### Problem to work on:
Repeat the records below exactly as they appear.

### Recorded information:
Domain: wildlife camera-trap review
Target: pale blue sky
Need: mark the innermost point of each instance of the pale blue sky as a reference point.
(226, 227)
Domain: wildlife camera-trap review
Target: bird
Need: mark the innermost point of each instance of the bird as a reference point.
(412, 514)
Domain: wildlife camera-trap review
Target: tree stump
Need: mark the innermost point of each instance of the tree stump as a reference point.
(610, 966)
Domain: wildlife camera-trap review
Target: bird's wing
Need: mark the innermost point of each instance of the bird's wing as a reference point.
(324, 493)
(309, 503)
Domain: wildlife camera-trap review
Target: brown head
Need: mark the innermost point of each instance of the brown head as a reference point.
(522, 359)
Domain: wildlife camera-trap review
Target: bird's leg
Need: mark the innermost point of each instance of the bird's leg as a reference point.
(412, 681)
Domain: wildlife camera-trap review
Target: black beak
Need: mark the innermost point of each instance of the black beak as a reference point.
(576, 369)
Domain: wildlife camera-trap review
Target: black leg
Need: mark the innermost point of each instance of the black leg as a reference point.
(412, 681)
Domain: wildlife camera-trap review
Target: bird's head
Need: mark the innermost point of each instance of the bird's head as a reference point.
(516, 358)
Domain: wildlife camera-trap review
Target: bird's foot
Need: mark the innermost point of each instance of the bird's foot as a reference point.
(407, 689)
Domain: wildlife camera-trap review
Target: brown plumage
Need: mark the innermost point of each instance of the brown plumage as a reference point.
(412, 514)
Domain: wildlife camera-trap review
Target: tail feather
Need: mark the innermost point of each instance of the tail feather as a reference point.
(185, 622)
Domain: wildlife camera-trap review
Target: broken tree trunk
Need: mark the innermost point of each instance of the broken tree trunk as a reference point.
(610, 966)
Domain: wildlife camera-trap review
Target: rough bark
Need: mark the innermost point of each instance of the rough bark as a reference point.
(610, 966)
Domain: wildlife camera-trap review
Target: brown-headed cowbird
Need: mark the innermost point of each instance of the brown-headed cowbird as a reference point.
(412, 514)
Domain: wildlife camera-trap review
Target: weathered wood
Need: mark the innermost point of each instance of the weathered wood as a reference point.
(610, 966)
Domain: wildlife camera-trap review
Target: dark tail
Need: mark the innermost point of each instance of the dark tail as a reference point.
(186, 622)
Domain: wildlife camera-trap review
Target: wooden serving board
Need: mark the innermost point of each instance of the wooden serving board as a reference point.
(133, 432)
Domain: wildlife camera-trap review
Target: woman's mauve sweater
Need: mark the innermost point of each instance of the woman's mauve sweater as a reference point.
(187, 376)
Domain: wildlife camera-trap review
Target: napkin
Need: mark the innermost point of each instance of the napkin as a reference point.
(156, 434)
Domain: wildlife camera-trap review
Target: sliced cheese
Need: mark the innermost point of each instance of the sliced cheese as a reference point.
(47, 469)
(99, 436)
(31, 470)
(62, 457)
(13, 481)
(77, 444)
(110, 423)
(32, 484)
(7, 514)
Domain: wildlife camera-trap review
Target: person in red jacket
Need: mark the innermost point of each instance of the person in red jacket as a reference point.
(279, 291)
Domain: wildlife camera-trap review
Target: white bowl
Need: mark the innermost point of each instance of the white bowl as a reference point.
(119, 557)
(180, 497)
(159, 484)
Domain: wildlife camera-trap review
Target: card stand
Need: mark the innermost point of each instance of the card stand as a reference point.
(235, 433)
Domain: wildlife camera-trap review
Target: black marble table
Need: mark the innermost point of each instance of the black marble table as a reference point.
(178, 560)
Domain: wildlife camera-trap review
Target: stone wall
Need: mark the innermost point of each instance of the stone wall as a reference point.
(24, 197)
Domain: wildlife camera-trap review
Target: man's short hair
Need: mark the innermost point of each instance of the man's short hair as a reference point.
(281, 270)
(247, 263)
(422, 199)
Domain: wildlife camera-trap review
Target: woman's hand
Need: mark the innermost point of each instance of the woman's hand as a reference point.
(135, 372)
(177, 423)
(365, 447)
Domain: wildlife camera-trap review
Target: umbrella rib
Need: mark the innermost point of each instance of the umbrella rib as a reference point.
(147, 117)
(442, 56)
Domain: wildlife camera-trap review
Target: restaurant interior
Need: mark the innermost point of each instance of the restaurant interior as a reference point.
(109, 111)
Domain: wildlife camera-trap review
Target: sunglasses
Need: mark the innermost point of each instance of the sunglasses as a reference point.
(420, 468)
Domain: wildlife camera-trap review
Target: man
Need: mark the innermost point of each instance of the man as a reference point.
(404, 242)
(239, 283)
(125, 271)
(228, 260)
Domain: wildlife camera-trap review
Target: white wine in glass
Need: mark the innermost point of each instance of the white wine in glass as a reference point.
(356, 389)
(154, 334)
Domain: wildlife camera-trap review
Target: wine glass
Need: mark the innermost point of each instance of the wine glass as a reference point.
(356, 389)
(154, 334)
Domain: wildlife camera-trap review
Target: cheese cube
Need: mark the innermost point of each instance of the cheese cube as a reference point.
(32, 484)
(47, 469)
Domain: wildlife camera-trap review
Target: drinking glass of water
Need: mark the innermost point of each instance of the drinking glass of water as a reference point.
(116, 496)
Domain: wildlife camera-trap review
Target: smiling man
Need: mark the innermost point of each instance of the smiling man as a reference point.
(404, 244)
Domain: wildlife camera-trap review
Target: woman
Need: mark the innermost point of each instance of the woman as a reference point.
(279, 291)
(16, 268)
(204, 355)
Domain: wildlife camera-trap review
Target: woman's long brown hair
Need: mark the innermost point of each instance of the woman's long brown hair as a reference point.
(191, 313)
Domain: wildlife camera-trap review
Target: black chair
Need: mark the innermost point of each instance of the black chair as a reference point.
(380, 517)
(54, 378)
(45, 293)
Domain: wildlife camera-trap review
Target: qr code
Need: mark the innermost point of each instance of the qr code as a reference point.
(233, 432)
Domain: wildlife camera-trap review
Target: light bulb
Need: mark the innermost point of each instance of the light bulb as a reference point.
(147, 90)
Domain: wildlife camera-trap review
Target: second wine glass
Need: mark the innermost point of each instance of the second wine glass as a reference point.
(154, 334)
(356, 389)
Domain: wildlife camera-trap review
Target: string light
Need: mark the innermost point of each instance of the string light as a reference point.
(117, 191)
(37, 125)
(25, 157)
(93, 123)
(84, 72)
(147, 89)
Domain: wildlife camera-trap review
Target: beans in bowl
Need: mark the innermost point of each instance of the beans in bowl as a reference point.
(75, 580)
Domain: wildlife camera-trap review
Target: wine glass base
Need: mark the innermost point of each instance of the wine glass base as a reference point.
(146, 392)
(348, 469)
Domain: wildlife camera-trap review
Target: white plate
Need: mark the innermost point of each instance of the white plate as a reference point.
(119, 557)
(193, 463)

### Response to the task:
Domain: wildlife camera-trap review
Target: pale blue sky
Need: mark the innermost point of each instance of the pale blue sky as a reference point.
(226, 227)
Domain: wildlife camera-trap review
Target: bird
Need: mark the innermost point of each instance of the bird as a reference point.
(412, 514)
Domain: wildlife camera-trap review
Target: tree stump
Need: mark the innermost point of each instance of the tree stump as a reference point.
(610, 966)
Domain: wildlife camera-trap review
Target: bird's wing
Need: mark the innermost point of each instance of the bird's wing as a reference point.
(324, 493)
(309, 503)
Domain: wildlife camera-trap review
Target: brown head
Need: mark the innermost point of each instance of the brown head as a reference point.
(522, 359)
Domain: wildlife camera-trap review
Target: bird's leg
Need: mark the innermost point of each instance of the bird's leg as a reference point.
(412, 681)
Domain: wildlife camera-trap review
Target: black beak
Need: mark the innermost point of each instance of the black beak as a reference point.
(576, 369)
Domain: wildlife camera-trap review
Target: black leg
Need: mark the innermost point of each instance of the black leg as a reference point.
(412, 681)
Domain: wildlife camera-trap review
Target: bird's head
Need: mark the innermost point of each instance of the bird's head as a reference point.
(516, 358)
Domain: wildlife camera-trap review
Target: bird's foot
Need: mark the innermost point of each instance of the bird's foot as a reference point.
(407, 689)
Domain: wildlife camera-trap review
Target: brown plumage
Need: mark the innermost point of each instance of the brown plumage as a reference point.
(412, 514)
Domain: wildlife camera-trap review
Target: tail feather
Need: mark the innermost point of each instance of the tail feather as a reference point.
(185, 622)
Domain: wildlife camera-trap review
Target: broken tree trunk
Need: mark the innermost point of each instance of the broken tree trunk as a reference point.
(610, 966)
Domain: wildlife camera-trap review
Target: rough bark
Need: mark the innermost point of each instance of the rough bark as a reference point.
(610, 966)
Domain: wildlife camera-trap review
Target: brown-headed cowbird
Need: mark the innermost point of each instance of the brown-headed cowbird as a reference point.
(412, 514)
Domain: wildlife camera-trap review
Target: weathered wood
Need: mark the innermost point of each instance of the weathered wood as a reference point.
(610, 966)
Domain: wildlife camera-trap review
Target: dark tail
Need: mark the innermost point of each instance of the dark tail as a reference point.
(186, 622)
Domain: wildlife camera-trap review
Target: wooden serving board
Need: mark the innermost point of each instance of the wooden serving board as a reference point.
(133, 432)
Domain: wildlife camera-trap review
Target: woman's mauve sweater
Need: mark the innermost point of each instance of the woman's mauve sweater as a reference point.
(187, 376)
Domain: wildlife camera-trap review
Target: napkin
Need: mark the innermost point of each instance of the napkin as a reference point.
(156, 434)
Domain: wildlife camera-trap review
Target: sliced cheese
Need: mark the innermost point of each instance of the sliced cheese as a reference point.
(47, 469)
(99, 436)
(31, 470)
(62, 457)
(13, 481)
(77, 444)
(110, 423)
(32, 484)
(7, 514)
Domain: wildlife camera-trap review
Target: person in red jacket
Need: mark the innermost point of each instance of the person in red jacket as a reference point.
(279, 291)
Domain: wildlife camera-trap review
Target: white bowl
Need: mark the innermost point of each instance of the white bowl as a reference point.
(119, 557)
(180, 497)
(159, 484)
Domain: wildlife camera-trap review
Target: card stand
Need: mark the innermost point of each instance of the card stand as a reference point.
(235, 433)
Domain: wildlife camera-trap review
Target: black marble table
Need: mark the innermost point of each instance of the black marble table as a reference point.
(178, 560)
Domain: wildlife camera-trap review
Target: stone wall
Need: mark the innermost point of each instance of the stone wall as a reference point.
(24, 197)
Domain: wildlife camera-trap review
Target: man's short hair
Need: mark the innermost point of each instance of the man's short hair as a reference point.
(281, 270)
(247, 263)
(422, 199)
Domain: wildlife camera-trap review
Target: woman's hand
Need: mark the innermost point of each instance of the woman's hand as a reference point.
(135, 372)
(177, 423)
(365, 447)
Domain: wildlife camera-trap review
Target: umbrella rib
Need: mark the innermost point of each instance of the umbrella rib as a reference point.
(147, 117)
(442, 56)
Domain: wildlife camera-trap review
Target: restaurant interior
Need: mark the innermost point of each instance of the restaurant interior as a reference point.
(109, 111)
Domain: wildlife camera-trap review
Target: sunglasses
Need: mark the innermost point of each instance of the sunglasses as a reference point.
(420, 468)
Domain: wildlife camera-trap review
Target: man
Need: mark the innermost point of each instance of the man as a reference point.
(404, 242)
(239, 283)
(125, 271)
(228, 260)
Domain: wildlife camera-trap review
Target: white wine in glass
Need: mark the innermost point of each instance of the white wine in glass as a reference point.
(356, 389)
(154, 334)
Domain: wildlife camera-trap review
Target: wine glass
Need: mark the innermost point of each instance of the wine glass as a reference point.
(356, 389)
(154, 334)
Domain: wildlife camera-trap review
Target: cheese cube
Need: mark the innermost point of each instance of the cheese cube as a reference point.
(32, 484)
(47, 469)
Domain: wildlife camera-trap review
Target: drinking glass of water
Need: mark the innermost point of each instance of the drinking glass of water as a reference point.
(116, 496)
Domain: wildlife camera-trap review
Target: smiling man
Need: mark the innermost point of each instance of the smiling man as a reference point.
(404, 244)
Domain: wildlife camera-trap review
Target: woman
Need: mark the innermost point of each instance of the woman as a reference point.
(279, 291)
(16, 268)
(204, 355)
Domain: wildlife camera-trap review
Target: woman's long brown hair
Need: mark the innermost point of each instance of the woman's long brown hair as a reference point.
(191, 313)
Domain: wildlife camera-trap review
Target: black chair
Need: mark the innermost point of each instance of the black chair as a reference point.
(380, 517)
(54, 378)
(45, 293)
Domain: wildlife camera-trap review
Target: qr code
Need: mark the innermost point of each instance of the qr code as a reference point.
(233, 432)
Domain: wildlife camera-trap review
Target: light bulb
Need: mark the innermost point of each instance of the light bulb as a reference point.
(147, 90)
Domain: wildlife camera-trap review
Target: second wine glass
Need: mark the innermost point of each instance of the second wine glass as a reference point.
(154, 334)
(356, 389)
Domain: wildlife camera-trap review
Target: string light
Need: mark the innermost point of each instance of the string light as a reference point.
(117, 191)
(37, 125)
(25, 157)
(93, 123)
(84, 72)
(147, 89)
Domain: wildlife camera-trap review
Target: beans in bowl
Need: mark the innermost point of each instance of the beans in bowl as a reference point.
(75, 580)
Domain: wildlife camera-trap review
Target: wine glass base
Need: mark the innermost point of each instance of the wine glass base as a reference point.
(146, 392)
(348, 469)
Domain: wildlife camera-trap review
Target: white plate
Need: mark the innermost point of each instance of the white plate as a reference point.
(119, 557)
(193, 463)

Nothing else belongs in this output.